*The problem:* Please copy every line of the rows, starting with the line that contains "the gingerbread man" and going on through the line that contains "[[105, 28], [122, 29], [292, 41], [105, 210], [98, 197]]", and offset each x and y coordinate by -124.

====== Data ======

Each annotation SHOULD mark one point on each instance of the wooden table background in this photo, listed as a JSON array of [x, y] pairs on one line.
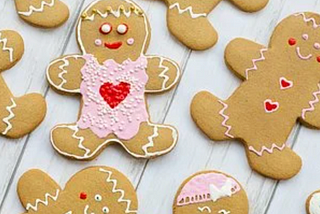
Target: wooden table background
[[156, 180]]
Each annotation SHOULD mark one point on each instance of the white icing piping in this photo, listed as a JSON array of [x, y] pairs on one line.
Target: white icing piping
[[44, 202], [255, 61], [188, 9], [163, 74], [32, 9], [7, 119], [115, 190], [226, 118], [87, 156], [311, 103], [265, 149], [4, 41], [60, 75]]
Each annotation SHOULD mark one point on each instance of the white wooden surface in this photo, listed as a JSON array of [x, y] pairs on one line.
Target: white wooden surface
[[157, 180]]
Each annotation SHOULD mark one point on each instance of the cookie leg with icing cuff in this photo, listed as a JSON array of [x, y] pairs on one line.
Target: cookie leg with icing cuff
[[184, 20], [210, 114]]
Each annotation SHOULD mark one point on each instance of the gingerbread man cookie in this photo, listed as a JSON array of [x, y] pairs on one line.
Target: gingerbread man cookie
[[43, 13], [188, 21], [211, 192], [19, 115], [92, 190], [281, 86], [113, 75]]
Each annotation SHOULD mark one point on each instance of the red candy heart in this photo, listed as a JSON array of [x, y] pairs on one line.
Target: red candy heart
[[114, 94]]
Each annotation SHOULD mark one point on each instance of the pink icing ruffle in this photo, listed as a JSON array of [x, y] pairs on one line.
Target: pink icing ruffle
[[123, 120]]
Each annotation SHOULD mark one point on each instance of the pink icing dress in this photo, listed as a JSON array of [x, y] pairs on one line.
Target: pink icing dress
[[113, 97]]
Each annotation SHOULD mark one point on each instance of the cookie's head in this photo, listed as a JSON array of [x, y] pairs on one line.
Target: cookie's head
[[100, 190], [211, 192], [113, 29], [299, 37]]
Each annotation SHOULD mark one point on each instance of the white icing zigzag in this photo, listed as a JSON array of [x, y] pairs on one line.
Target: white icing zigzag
[[4, 41], [311, 103], [270, 151], [44, 202], [188, 9], [32, 9], [115, 190], [254, 62], [226, 118], [9, 117]]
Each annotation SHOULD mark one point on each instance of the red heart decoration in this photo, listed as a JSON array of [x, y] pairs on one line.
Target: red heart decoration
[[114, 94], [284, 83], [271, 106]]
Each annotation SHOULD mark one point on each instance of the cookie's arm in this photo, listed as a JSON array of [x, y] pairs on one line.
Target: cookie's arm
[[250, 5], [163, 74], [64, 73], [242, 56]]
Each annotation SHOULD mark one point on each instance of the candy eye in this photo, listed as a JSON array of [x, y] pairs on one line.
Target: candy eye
[[105, 28], [122, 29], [292, 41], [105, 210], [98, 197]]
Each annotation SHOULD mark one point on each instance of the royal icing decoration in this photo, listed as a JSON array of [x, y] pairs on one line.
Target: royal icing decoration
[[33, 9]]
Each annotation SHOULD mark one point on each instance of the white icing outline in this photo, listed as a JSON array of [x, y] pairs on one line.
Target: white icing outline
[[86, 156], [265, 149], [44, 202], [7, 119], [32, 9], [163, 74], [254, 62], [6, 48], [188, 9], [226, 118], [116, 14], [311, 103], [118, 190], [63, 71]]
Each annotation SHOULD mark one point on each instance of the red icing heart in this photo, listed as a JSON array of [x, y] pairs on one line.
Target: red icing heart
[[284, 83], [114, 94], [271, 106]]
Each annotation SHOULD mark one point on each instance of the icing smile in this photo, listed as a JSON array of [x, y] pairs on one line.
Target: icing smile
[[113, 45], [301, 56]]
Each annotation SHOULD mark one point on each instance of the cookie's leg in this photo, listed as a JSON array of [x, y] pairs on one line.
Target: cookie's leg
[[211, 116], [152, 140], [190, 25]]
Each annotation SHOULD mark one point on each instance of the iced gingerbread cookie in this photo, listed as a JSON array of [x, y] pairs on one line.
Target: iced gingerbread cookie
[[18, 115], [211, 192], [281, 86], [112, 75], [43, 13], [92, 190], [188, 21]]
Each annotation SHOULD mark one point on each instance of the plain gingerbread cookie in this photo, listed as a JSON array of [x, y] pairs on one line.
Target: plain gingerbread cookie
[[43, 13], [92, 190], [112, 75], [188, 20], [19, 115], [281, 86], [211, 192]]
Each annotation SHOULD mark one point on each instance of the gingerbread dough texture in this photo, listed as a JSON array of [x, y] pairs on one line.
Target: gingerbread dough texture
[[211, 192], [280, 87], [19, 115], [92, 190], [43, 13], [112, 75], [188, 20]]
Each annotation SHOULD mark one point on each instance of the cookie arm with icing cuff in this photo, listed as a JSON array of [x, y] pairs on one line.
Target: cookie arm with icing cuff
[[242, 57], [64, 73], [163, 74]]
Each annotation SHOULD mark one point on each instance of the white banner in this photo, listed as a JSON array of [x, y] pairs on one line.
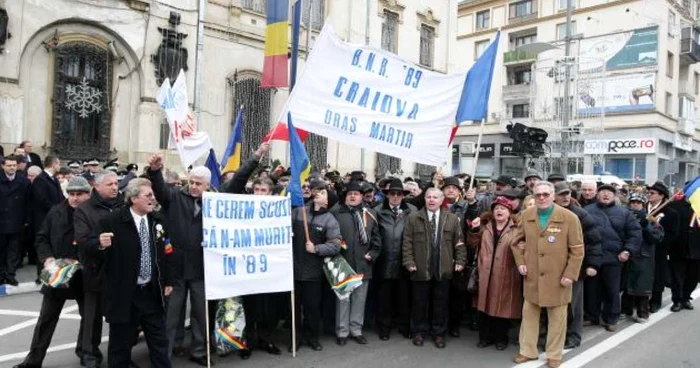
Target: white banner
[[373, 99], [247, 244], [190, 143]]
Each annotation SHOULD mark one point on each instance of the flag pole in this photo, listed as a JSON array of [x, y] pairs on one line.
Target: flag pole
[[476, 155]]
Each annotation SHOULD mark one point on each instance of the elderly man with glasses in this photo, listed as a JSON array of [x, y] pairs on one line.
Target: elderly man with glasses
[[548, 251]]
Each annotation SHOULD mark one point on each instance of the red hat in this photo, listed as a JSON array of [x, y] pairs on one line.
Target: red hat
[[503, 201]]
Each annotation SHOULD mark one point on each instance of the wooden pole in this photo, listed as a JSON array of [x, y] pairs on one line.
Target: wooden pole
[[476, 155]]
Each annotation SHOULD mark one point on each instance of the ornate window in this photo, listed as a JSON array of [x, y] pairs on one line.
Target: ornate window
[[256, 113], [81, 96]]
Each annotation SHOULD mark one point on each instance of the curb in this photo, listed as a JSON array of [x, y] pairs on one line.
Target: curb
[[22, 288]]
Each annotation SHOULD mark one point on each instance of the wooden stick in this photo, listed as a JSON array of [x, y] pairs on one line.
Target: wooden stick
[[476, 155], [206, 323]]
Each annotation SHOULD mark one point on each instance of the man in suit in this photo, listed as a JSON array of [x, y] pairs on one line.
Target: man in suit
[[13, 213], [432, 251], [32, 158], [54, 240], [136, 274]]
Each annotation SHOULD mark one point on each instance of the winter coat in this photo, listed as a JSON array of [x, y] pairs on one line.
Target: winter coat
[[391, 229], [324, 232], [687, 243], [500, 284], [638, 273], [56, 239], [13, 203], [549, 253], [619, 229], [416, 245], [355, 251], [46, 193], [591, 238], [86, 220], [123, 260]]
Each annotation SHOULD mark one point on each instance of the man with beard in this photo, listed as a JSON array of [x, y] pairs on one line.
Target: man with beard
[[658, 193], [55, 240], [105, 198], [591, 263], [394, 281], [622, 239]]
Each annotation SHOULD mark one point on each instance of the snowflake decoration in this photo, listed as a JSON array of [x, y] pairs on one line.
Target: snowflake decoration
[[83, 98]]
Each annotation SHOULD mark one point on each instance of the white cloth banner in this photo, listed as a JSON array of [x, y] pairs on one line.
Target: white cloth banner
[[373, 99], [247, 244], [190, 143]]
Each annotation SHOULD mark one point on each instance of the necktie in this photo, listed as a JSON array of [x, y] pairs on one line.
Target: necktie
[[433, 226], [360, 226], [145, 270]]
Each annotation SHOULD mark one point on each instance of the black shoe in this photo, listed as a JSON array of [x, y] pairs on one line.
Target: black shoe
[[359, 339], [203, 360], [571, 344], [244, 354], [315, 345], [11, 280]]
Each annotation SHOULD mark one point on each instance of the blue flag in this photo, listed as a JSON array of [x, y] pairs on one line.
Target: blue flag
[[213, 165], [300, 165], [474, 103]]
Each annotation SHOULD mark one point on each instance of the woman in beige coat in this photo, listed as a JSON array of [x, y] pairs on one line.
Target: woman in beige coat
[[500, 284]]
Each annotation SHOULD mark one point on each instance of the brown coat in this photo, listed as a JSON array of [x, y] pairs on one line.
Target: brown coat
[[549, 254], [500, 284], [416, 245]]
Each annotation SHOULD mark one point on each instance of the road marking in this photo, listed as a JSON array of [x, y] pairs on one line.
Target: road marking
[[17, 356], [617, 339], [32, 322], [542, 358]]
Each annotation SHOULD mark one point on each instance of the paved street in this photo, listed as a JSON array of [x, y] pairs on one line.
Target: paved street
[[668, 340]]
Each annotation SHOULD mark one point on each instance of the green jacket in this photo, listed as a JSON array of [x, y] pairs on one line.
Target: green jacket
[[416, 245]]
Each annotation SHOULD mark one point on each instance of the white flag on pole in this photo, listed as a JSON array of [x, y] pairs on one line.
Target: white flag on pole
[[190, 143]]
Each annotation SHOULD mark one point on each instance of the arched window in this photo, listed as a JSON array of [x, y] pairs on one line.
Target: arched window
[[81, 95], [256, 113]]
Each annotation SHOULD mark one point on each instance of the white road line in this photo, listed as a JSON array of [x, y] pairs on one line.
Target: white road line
[[32, 322], [603, 347], [17, 356], [542, 358]]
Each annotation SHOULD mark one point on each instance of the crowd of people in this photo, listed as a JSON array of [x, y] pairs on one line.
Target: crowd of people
[[436, 256]]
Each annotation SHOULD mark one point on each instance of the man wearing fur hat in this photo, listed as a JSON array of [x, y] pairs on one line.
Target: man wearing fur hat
[[360, 231], [658, 194], [394, 282]]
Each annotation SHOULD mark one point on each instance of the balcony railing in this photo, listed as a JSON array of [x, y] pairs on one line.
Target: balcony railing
[[515, 56]]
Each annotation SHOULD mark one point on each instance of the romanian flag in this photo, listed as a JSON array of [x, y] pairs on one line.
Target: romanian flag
[[300, 164], [276, 38], [474, 103], [691, 192], [231, 160]]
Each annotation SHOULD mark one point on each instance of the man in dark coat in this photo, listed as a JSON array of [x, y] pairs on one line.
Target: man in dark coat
[[622, 239], [432, 251], [591, 263], [136, 275], [394, 291], [104, 200], [360, 231], [56, 240], [14, 191], [684, 256], [46, 191]]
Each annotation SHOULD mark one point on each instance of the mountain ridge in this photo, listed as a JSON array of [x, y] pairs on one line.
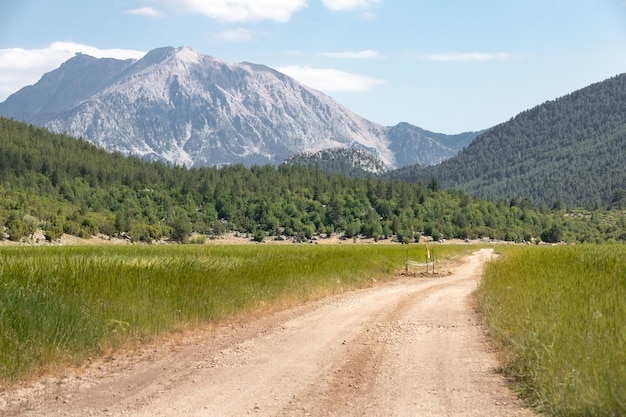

======

*Answer below:*
Each annotation SHOULD mark one point on each instance of the gingerbread man cookie in this photo, listed as a JSON array of [x, y] pairs on one line.
Target: gingerbread man cookie
[[-81, -111], [64, -103], [87, 68], [-105, -9], [-32, 66], [157, -38], [-11, -49]]
Each annotation SHOULD mark one point on each instance of the red candy heart in this photo, listed as a JSON array of [x, y] pairs on one line.
Target: red candy heart
[[-10, -30]]
Each annotation SHOULD mark one point on each instance of the pink icing ruffle in this photo, listed as a JSON array of [x, y] pairs on one line.
Target: pink icing ruffle
[[-1, -4]]
Each annotation SHOULD mark one point on each instance of the pink icing dress in this photo, listed as a JSON array of [x, y] pairs on one line.
Target: pink icing dress
[[-11, -27]]
Each annotation SHOULD mark one point on each instance of the cookie's head in this photo, listed as a JSON array of [x, y] pairs on one line.
Target: cookie's head
[[-24, 66], [87, 68], [-11, -95], [175, -87]]
Each annotation SHOULD mark one point on each instance of the white icing zigzag in this photo, listed as a JSON array of [x, y] pairs on one line.
Target: white icing zigzag
[[-120, -83], [187, -21], [146, 27], [-80, 78], [64, -115], [-92, -115], [-9, 66], [130, -62], [102, -6], [-115, -7]]
Each annotation SHOULD mark one point on each instance of the red heart decoration in this photo, listed as a JSON array of [x, y] pairs on one line.
Target: red heart decoration
[[-10, -30], [160, -41], [147, -18]]
Each annotation SHOULD mark one point on each instance of the cookie's arm in this photo, listed as a JSON array of [x, y] pairs on one line.
Target: cookie's arm
[[126, -119], [39, -50], [-60, -51], [118, -68]]
Each annotation SHOULD mark one point on each instance of the candy eye in this photo, listed as a JSON array of [x, y] pairs on one line.
Target: candy eye
[[-19, -96], [-2, -95], [168, -83], [-19, 86], [-26, 73]]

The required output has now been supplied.